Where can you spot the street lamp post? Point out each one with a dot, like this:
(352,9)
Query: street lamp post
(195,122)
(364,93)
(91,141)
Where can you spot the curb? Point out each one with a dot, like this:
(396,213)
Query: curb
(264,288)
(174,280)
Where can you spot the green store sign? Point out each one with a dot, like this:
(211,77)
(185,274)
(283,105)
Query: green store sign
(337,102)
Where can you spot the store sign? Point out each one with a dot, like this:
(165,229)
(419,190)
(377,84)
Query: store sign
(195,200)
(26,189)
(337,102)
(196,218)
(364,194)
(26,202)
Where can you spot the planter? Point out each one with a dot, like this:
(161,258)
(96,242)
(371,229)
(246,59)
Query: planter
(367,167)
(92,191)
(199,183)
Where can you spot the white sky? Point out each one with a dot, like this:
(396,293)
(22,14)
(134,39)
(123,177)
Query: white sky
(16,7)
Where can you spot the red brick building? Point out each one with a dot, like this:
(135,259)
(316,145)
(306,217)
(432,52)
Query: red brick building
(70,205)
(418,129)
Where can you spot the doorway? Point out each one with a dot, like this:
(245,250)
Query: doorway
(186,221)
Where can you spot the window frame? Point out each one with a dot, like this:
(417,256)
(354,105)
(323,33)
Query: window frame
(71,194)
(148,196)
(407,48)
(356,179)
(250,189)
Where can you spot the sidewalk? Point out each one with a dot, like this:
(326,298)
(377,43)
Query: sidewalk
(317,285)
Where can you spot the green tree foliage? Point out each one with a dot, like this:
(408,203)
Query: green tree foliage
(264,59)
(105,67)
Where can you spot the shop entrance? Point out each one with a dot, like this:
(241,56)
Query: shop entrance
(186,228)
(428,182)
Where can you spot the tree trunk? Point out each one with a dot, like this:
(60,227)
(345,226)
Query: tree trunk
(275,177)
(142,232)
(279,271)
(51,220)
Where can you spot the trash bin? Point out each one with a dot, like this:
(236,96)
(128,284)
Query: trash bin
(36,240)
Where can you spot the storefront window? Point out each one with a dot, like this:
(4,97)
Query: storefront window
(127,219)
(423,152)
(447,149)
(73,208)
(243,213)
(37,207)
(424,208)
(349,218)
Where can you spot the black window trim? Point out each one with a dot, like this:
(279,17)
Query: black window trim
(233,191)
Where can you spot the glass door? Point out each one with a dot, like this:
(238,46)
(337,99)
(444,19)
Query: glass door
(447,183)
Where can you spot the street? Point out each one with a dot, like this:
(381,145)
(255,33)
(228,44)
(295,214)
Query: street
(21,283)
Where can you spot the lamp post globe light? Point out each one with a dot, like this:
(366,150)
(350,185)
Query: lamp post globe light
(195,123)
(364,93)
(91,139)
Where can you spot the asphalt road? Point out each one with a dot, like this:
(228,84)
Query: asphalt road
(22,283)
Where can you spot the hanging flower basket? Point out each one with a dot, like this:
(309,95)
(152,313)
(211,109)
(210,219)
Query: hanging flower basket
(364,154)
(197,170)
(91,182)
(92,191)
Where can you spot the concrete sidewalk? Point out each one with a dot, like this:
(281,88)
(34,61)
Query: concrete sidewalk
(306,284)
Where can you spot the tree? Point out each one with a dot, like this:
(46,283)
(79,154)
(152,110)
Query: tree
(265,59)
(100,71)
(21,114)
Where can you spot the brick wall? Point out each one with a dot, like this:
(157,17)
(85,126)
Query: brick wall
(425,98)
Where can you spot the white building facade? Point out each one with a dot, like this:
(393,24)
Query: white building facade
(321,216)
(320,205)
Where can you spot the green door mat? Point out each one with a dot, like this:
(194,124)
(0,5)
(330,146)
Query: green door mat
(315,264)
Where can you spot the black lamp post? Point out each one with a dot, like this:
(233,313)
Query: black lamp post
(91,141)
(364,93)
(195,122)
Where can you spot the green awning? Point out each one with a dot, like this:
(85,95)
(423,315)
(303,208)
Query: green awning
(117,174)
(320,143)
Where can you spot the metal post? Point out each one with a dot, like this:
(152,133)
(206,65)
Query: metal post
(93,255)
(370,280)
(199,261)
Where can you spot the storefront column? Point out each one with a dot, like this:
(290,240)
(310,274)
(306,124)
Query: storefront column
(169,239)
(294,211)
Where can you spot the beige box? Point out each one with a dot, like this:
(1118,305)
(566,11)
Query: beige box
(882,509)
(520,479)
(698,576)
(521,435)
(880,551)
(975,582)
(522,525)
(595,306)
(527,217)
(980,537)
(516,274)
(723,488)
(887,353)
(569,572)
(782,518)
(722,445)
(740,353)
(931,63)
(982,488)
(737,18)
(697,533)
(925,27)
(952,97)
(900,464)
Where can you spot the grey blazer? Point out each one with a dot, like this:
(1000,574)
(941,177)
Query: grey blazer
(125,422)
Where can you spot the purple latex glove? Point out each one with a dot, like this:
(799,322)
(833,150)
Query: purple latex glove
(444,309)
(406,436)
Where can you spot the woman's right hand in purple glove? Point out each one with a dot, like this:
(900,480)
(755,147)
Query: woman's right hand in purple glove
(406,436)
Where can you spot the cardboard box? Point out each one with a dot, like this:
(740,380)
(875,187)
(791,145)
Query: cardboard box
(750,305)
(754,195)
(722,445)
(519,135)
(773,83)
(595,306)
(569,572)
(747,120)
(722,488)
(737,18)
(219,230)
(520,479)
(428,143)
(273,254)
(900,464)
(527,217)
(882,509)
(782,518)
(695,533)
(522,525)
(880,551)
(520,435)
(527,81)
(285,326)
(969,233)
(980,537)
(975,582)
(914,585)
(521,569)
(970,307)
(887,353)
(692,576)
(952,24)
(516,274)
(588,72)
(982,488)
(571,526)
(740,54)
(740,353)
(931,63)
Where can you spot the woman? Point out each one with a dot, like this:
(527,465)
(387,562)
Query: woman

-*-

Exercise objective: Repeat the listing exactly, from its first line to its last.

Problem solution:
Where can you spot the street lamp post? Point out each one with a dot, like this:
(352,9)
Query: street lamp post
(195,122)
(364,93)
(91,141)
Where can you spot the curb? Point out each one with a dot, like this:
(396,213)
Query: curb
(264,288)
(174,280)
Where can you spot the green store sign? Point out each one with a dot, like this:
(211,77)
(185,274)
(283,105)
Query: green store sign
(337,102)
Where can you spot the store sign? Point out each one with a dot, like this:
(165,229)
(419,190)
(377,84)
Query: store sign
(195,200)
(26,189)
(337,102)
(196,218)
(364,194)
(26,202)
Where can you spot the planter? Point out each one with a dot, like this:
(161,258)
(96,242)
(371,229)
(246,59)
Query: planter
(367,167)
(92,191)
(199,183)
Where can you spot the white sky? Point out each one with a dot, like this:
(396,293)
(22,14)
(134,39)
(123,177)
Query: white sky
(16,7)
Where can you spot the red brick building? Point out each one with a dot, like this:
(135,259)
(316,145)
(306,217)
(432,52)
Query: red brick building
(70,205)
(418,129)
Where can you spot the doorway? Point out each one with a dot, like this:
(245,250)
Query: doorway
(186,221)
Where can you spot the window frame? Point out each one with a dot, like this:
(417,256)
(354,105)
(323,33)
Query: window frame
(71,194)
(148,196)
(407,48)
(356,179)
(250,189)
Where can you spot the sidewalk? Point out each one with a dot, like this:
(326,298)
(377,43)
Query: sidewalk
(317,285)
Where can you spot the green tree foliage? Point out each one with a dot, like this:
(408,203)
Query: green tree foliage
(264,59)
(105,67)
Where can you spot the shop entrance? Point out each one with a dot, like this:
(241,56)
Query: shop entrance
(186,228)
(428,182)
Where can you spot the tree trunk? Point out each one with a dot, like this:
(60,227)
(345,226)
Query: tree trunk
(275,177)
(142,232)
(279,271)
(51,220)
Where can you spot the trash bin? Point out each one with a dot, like this:
(236,96)
(128,284)
Query: trash bin
(36,240)
Where can you spot the storefront window? Point out each one with a dot, like this:
(4,97)
Query: storefront window
(127,219)
(423,152)
(447,149)
(73,208)
(243,213)
(37,207)
(424,208)
(349,218)
Where can you spot the black window trim? Point out each one with a dot, like this:
(279,17)
Query: black window trim
(233,191)
Where can you spot the glass door? Point out each one with a dot, like this:
(238,46)
(337,99)
(444,19)
Query: glass door
(447,183)
Where can you spot the street? Point out each one with a dot, like this:
(381,145)
(255,33)
(228,44)
(295,214)
Query: street
(21,283)
Where can you spot the lamp post globe light? Point out each one with a dot, like this:
(366,150)
(350,185)
Query: lamp post globe light
(195,123)
(364,93)
(91,139)
Where can you spot the asphalt road? Point out each one with a dot, like this:
(228,84)
Query: asphalt road
(22,283)
Where can you spot the hanging flower basket? Point out each one with a dot, like this:
(309,95)
(152,313)
(211,109)
(210,219)
Query: hanging flower basket
(364,154)
(197,170)
(91,182)
(92,191)
Where can you spot the concrete sidewalk? Point out each one with a dot, like this:
(281,88)
(34,61)
Query: concrete sidewalk
(306,284)
Where can you spot the tree? Point out each one with a dot, like this:
(46,283)
(79,154)
(152,110)
Query: tree
(265,59)
(100,71)
(21,114)
Where can you spot the brick wall? Point out each one with a dot, like this:
(157,17)
(85,126)
Query: brick wall
(425,98)
Where can you spot the white building facade? Point out each one with a dot, like this:
(393,24)
Query: white building facade
(321,216)
(320,205)
Where can you spot the green door mat? Point out each one with a dot, like this:
(194,124)
(0,5)
(330,146)
Query: green door mat
(315,264)
Where can you spot the black lamp post? Point out each one with a dot, like this:
(233,313)
Query: black lamp post
(91,141)
(364,93)
(195,122)
Where can you spot the green awning? Point out each one with a dot, like this:
(85,95)
(423,315)
(303,208)
Query: green awning
(117,174)
(320,143)
Where can you spot the metal post? Point out each one with a dot, like this:
(152,133)
(206,65)
Query: metal post
(93,255)
(370,280)
(199,261)
Where can you spot the storefront column? Point out each one with a dot, like this:
(290,240)
(310,274)
(306,124)
Query: storefront column
(169,239)
(294,211)
Where can you spot the beige box? Point out each one with a dot, like this:
(1118,305)
(566,11)
Query: beige box
(882,509)
(520,479)
(698,576)
(521,435)
(880,551)
(975,582)
(522,525)
(595,306)
(527,217)
(980,537)
(516,274)
(723,488)
(887,353)
(569,572)
(782,518)
(722,445)
(740,353)
(931,63)
(982,488)
(737,18)
(697,533)
(925,27)
(952,97)
(900,464)
Where can you spot the grey blazer? Point out each one with a dot, like this:
(1000,574)
(941,177)
Query: grey blazer
(125,422)
Where can you spot the purple latex glove? Point out each one with a dot, like this:
(799,322)
(833,150)
Query: purple latex glove
(444,309)
(406,436)
Where can you spot the woman's right hand in purple glove? Point out each one with a dot, like this:
(900,480)
(755,147)
Query: woman's right hand in purple glove
(406,436)
Where can you spot the cardboard box? Point out each one with a dot, like this:
(740,380)
(875,187)
(791,145)
Query: cardboard box
(750,305)
(754,195)
(722,445)
(519,135)
(773,83)
(595,306)
(569,572)
(747,120)
(722,488)
(737,18)
(219,230)
(520,479)
(428,143)
(273,254)
(900,464)
(527,217)
(882,509)
(782,518)
(695,533)
(522,525)
(880,551)
(520,435)
(527,81)
(285,326)
(969,233)
(980,537)
(975,582)
(914,585)
(521,569)
(970,307)
(887,353)
(692,576)
(952,24)
(516,274)
(588,72)
(982,488)
(571,526)
(740,54)
(740,353)
(931,63)
Where can you spot the woman? Point out each one with a dot, like this:
(527,465)
(387,562)
Query: woman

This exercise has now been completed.